- [WHAT THE TASK ASKS]: Copy every line of the data exactly, leaving nothing out.

- [Stored items from a collection]:
+ + + + + + +

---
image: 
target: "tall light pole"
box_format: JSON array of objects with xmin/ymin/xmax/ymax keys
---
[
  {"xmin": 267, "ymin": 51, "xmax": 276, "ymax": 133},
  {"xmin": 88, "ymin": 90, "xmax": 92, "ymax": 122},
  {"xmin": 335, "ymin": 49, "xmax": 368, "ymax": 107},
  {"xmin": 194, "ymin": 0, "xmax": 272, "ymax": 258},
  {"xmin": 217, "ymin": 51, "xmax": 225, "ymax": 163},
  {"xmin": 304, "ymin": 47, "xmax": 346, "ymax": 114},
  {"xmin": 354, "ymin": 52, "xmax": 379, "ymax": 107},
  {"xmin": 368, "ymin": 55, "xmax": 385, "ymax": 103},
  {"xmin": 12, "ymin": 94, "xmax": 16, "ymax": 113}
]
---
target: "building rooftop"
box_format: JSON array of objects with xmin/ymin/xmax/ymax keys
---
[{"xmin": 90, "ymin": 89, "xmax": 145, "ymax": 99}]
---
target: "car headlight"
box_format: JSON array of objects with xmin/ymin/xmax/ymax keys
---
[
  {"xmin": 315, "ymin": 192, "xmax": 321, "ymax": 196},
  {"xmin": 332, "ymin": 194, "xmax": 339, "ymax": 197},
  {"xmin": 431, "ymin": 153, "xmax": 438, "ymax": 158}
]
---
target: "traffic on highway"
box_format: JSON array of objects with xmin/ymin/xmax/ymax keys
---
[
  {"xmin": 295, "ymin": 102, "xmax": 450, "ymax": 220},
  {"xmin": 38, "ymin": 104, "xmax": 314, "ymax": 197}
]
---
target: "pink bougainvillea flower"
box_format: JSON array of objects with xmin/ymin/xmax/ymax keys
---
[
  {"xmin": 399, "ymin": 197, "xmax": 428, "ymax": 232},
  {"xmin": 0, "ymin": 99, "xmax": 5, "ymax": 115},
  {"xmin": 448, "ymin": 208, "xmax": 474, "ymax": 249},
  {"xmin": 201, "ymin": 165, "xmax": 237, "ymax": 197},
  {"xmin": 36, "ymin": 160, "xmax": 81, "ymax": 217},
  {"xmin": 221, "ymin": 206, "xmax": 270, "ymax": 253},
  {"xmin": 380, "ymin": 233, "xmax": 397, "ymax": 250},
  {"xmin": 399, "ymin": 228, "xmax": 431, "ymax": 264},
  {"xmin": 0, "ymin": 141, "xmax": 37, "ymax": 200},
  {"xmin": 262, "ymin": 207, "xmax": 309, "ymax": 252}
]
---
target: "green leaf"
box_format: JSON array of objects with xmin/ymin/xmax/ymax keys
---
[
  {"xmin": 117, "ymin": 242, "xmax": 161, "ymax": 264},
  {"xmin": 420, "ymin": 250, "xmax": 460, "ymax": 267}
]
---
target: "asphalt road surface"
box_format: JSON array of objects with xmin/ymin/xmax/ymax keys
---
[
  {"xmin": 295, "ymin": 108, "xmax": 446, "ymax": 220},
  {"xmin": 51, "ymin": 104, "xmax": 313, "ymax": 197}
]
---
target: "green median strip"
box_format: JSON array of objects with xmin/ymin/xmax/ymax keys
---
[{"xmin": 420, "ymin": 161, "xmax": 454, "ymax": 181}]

+ + + + + + +

- [WRITTEN SOLUTION]:
---
image: 
target: "tall light pole"
box_format: JSON array of objects with xmin/ymin/xmax/ymax keys
---
[
  {"xmin": 267, "ymin": 51, "xmax": 276, "ymax": 133},
  {"xmin": 88, "ymin": 90, "xmax": 92, "ymax": 122},
  {"xmin": 335, "ymin": 49, "xmax": 368, "ymax": 107},
  {"xmin": 194, "ymin": 0, "xmax": 272, "ymax": 258},
  {"xmin": 217, "ymin": 51, "xmax": 225, "ymax": 163},
  {"xmin": 304, "ymin": 47, "xmax": 346, "ymax": 114},
  {"xmin": 354, "ymin": 52, "xmax": 379, "ymax": 107},
  {"xmin": 368, "ymin": 55, "xmax": 385, "ymax": 103},
  {"xmin": 12, "ymin": 94, "xmax": 16, "ymax": 113}
]
---
target: "building rooftop"
box_format: JSON array of objects with xmin/ymin/xmax/ymax keys
---
[{"xmin": 90, "ymin": 89, "xmax": 145, "ymax": 99}]
---
target: "car headlight"
box_format: JSON array of objects with xmin/ymin/xmax/ymax keys
---
[
  {"xmin": 315, "ymin": 192, "xmax": 321, "ymax": 196},
  {"xmin": 332, "ymin": 194, "xmax": 339, "ymax": 197},
  {"xmin": 431, "ymin": 153, "xmax": 438, "ymax": 158}
]
---
target: "traffic on highway"
box_format: JSON array of objects with xmin/ymin/xmax/ymax keys
---
[
  {"xmin": 295, "ymin": 102, "xmax": 450, "ymax": 220},
  {"xmin": 38, "ymin": 104, "xmax": 314, "ymax": 197}
]
---
target: "pink bougainvillea flower"
box_format: JSON array of objects with xmin/ymin/xmax/ymax keys
---
[
  {"xmin": 399, "ymin": 197, "xmax": 428, "ymax": 232},
  {"xmin": 0, "ymin": 99, "xmax": 5, "ymax": 115},
  {"xmin": 448, "ymin": 208, "xmax": 474, "ymax": 249},
  {"xmin": 201, "ymin": 165, "xmax": 237, "ymax": 197},
  {"xmin": 36, "ymin": 160, "xmax": 81, "ymax": 217},
  {"xmin": 221, "ymin": 206, "xmax": 270, "ymax": 253},
  {"xmin": 380, "ymin": 233, "xmax": 397, "ymax": 250},
  {"xmin": 399, "ymin": 228, "xmax": 431, "ymax": 264},
  {"xmin": 0, "ymin": 141, "xmax": 37, "ymax": 200},
  {"xmin": 262, "ymin": 207, "xmax": 309, "ymax": 252}
]
---
target: "green leaf"
box_format: JSON array of objects with xmin/ymin/xmax/ymax keys
---
[
  {"xmin": 117, "ymin": 242, "xmax": 161, "ymax": 264},
  {"xmin": 420, "ymin": 250, "xmax": 460, "ymax": 267}
]
---
target: "asphalt road surface"
box_format: JSON array of objects with xmin/ymin/xmax/ymax keys
---
[
  {"xmin": 295, "ymin": 108, "xmax": 446, "ymax": 220},
  {"xmin": 51, "ymin": 104, "xmax": 313, "ymax": 197}
]
---
target: "green median strip"
box_format: JSON array of objects with xmin/ymin/xmax/ymax keys
---
[{"xmin": 420, "ymin": 161, "xmax": 454, "ymax": 181}]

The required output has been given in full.